*** Begin section ***
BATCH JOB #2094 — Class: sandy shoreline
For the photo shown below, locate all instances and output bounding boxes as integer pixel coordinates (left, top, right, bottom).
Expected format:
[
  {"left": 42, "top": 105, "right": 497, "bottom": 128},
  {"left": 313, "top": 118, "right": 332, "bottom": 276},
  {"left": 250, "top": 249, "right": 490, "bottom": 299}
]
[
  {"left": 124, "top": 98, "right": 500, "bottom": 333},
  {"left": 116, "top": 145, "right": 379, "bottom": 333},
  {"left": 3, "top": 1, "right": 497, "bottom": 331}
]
*** End section ***
* Task to carry out
Reproduce every line of the data so that nothing differs from the original.

* Worked solution
BATCH JOB #2094 — Class: sandy shoreline
For the photo shown below, locate all instances and output bounding boxes as integer pixel coordinates (left, top, right, bottom).
Expected format:
[
  {"left": 42, "top": 105, "right": 497, "bottom": 128},
  {"left": 313, "top": 118, "right": 332, "bottom": 276},
  {"left": 250, "top": 249, "right": 490, "bottom": 299}
]
[
  {"left": 124, "top": 98, "right": 500, "bottom": 333},
  {"left": 116, "top": 145, "right": 379, "bottom": 333},
  {"left": 3, "top": 1, "right": 497, "bottom": 331}
]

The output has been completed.